>> Start

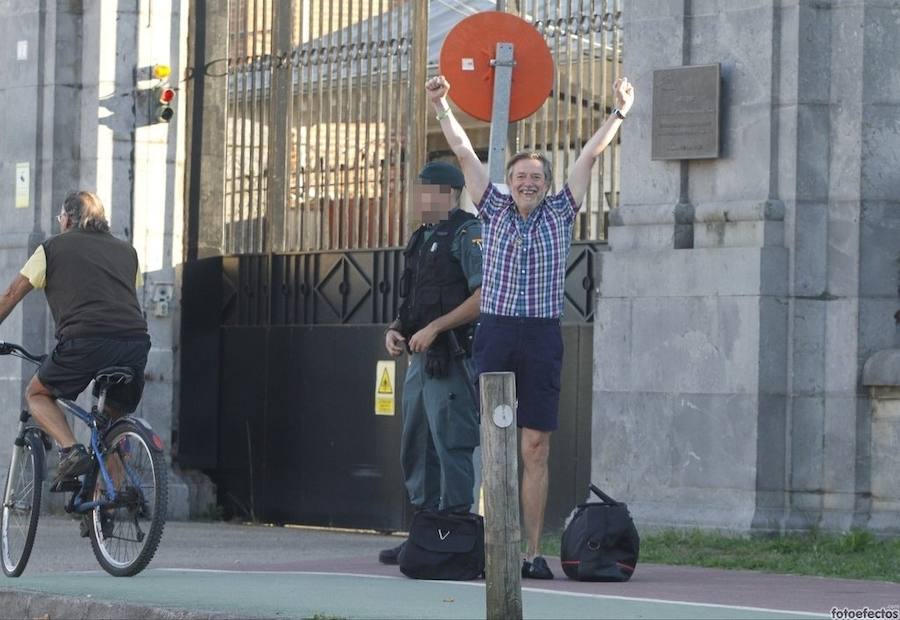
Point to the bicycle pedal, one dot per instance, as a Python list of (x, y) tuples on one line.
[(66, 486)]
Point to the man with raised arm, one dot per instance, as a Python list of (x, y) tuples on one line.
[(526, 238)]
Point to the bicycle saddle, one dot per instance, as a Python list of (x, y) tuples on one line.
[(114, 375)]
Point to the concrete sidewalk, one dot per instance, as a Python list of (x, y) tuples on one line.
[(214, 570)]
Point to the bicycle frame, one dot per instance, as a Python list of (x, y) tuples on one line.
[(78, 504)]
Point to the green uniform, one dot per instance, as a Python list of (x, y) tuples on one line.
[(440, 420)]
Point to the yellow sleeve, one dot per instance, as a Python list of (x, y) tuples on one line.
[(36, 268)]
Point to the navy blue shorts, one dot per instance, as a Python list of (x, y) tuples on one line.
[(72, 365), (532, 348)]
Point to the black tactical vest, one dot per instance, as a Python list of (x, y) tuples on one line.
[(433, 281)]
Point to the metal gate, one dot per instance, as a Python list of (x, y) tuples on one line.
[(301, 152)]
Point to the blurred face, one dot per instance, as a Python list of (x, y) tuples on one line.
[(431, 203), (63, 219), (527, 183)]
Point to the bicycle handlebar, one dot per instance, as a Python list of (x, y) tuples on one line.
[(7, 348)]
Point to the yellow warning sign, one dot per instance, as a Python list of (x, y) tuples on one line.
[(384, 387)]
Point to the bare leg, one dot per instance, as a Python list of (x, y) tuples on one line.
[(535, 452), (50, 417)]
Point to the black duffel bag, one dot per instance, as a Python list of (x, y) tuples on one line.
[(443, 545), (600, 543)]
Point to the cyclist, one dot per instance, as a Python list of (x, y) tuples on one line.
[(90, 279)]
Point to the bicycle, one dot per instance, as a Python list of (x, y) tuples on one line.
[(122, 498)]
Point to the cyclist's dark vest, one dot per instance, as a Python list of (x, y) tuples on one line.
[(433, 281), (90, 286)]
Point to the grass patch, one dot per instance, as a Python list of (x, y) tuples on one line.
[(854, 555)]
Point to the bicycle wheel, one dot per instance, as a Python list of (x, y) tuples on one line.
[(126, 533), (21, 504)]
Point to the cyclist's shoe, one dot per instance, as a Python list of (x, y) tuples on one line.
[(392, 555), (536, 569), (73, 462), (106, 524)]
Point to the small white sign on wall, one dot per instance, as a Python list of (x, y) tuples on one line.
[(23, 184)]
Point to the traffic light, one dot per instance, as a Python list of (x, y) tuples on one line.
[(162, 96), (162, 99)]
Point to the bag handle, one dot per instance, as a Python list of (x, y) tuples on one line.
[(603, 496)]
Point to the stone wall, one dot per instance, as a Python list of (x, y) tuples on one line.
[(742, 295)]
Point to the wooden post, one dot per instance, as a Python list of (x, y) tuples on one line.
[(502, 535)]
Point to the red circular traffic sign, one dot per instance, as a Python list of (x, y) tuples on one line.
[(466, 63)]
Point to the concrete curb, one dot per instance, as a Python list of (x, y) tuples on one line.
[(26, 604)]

>> End

--- SHORT PROBLEM ---
Write out all of the material above as a JSON list of strings, one string per line, with blank lines skipped and the picture left out.

--- COMPLETE OUTPUT ---
[
  "Point to the bicycle pedal, one dot per instance, as a Python list of (x, y) tuples on one line.",
  "[(66, 486)]",
  "Point to the man with raised arm, one dot per instance, as a Python list of (x, y) tuples on one line.",
  "[(526, 238)]",
  "Point to the bicycle saddle, one dot per instance, as a Python list of (x, y) tuples on one line.",
  "[(114, 375)]",
  "Point to the concrete sidewalk, one dot per instance, as a Python list of (x, y) tuples on one line.",
  "[(214, 570)]",
  "Point to the bicycle frame, one dot per instance, as a Python list of (x, y) tuples on one line.",
  "[(78, 504)]",
  "Point to the green uniform, one dot per instance, as a Python list of (x, y) tuples on one line.",
  "[(440, 420)]",
  "Point to the yellow sleeve, one dot per instance, as a Python list of (x, y) tuples on one line.",
  "[(36, 268)]",
  "Point to the navy blue shorts, one dot per instance, as a Python list of (x, y) tuples on one line.",
  "[(72, 365), (532, 348)]",
  "Point to the black tactical vest, one dot per instance, as a Python list of (x, y) tuples on one line.",
  "[(433, 281)]",
  "Point to the metal gate, one dot per instance, as a Python list of (x, y) tuples on one line.",
  "[(301, 152)]",
  "Point to the blurred face, one dot per instance, as a Python list of (x, y) tuples on one line.",
  "[(431, 203), (63, 219), (527, 183)]",
  "Point to the bicycle handlebar, one dot per instance, as a Python list of (x, y) tuples on one line.",
  "[(7, 348)]",
  "Point to the yellow warning sign, one dot per instance, as a Python list of (x, y) tuples on one line.",
  "[(384, 387)]",
  "Point to the bare leg, one dot per instance, as a Python list of (x, y) tuples on one line.",
  "[(535, 452), (50, 417)]",
  "Point to the black duffel bag, one dot per instance, as a Python list of (x, y) tuples on one line.",
  "[(443, 545), (600, 543)]",
  "Point to the cyclist, one dot per instance, as a Python list of (x, y) tuples on one line.",
  "[(90, 279)]",
  "Point to the bicycle, one dot per instance, as a Python list of (x, y) tuples on one line.",
  "[(122, 498)]",
  "Point to the cyclist's dark vest, one dot per instance, as a Python list of (x, y) tuples on one line.",
  "[(433, 281), (90, 286)]",
  "Point to the grass patch, one dot per instance, as a Python list of (x, y) tuples on one line.",
  "[(854, 555)]",
  "Point to the bicycle wheel, one dot per instance, as a Python list of (x, y) tuples on one line.",
  "[(126, 533), (21, 504)]",
  "Point to the cyclist's shoe, one dot per instance, as a Python list of (x, y) tuples on one line.",
  "[(392, 555), (536, 569), (73, 462), (106, 524)]",
  "Point to the small white sign on wall, one dot per instance, as a Python list of (x, y) tuples on one line.",
  "[(23, 184)]",
  "Point to the traffic light, one dot per instance, as a Python list of (x, y) tuples on one line.",
  "[(162, 96), (162, 99)]",
  "Point to the bag handle, one dot per instance, as a Python list of (x, y) tuples on one line.",
  "[(603, 496)]",
  "Point to the stone wall, one dot per instance, as a Python list of (x, y) tuples on one line.",
  "[(742, 295)]",
  "Point to the wooden post, one dot per instance, as a Python list of (x, y) tuples on one line.",
  "[(502, 535)]",
  "Point to the red circular traffic sign, one dot per instance, as a Python list of (x, y) tuples on one line.",
  "[(466, 63)]",
  "Point to the concrete curb, one dot per instance, as a Python list of (x, y) tuples on one line.",
  "[(26, 604)]"
]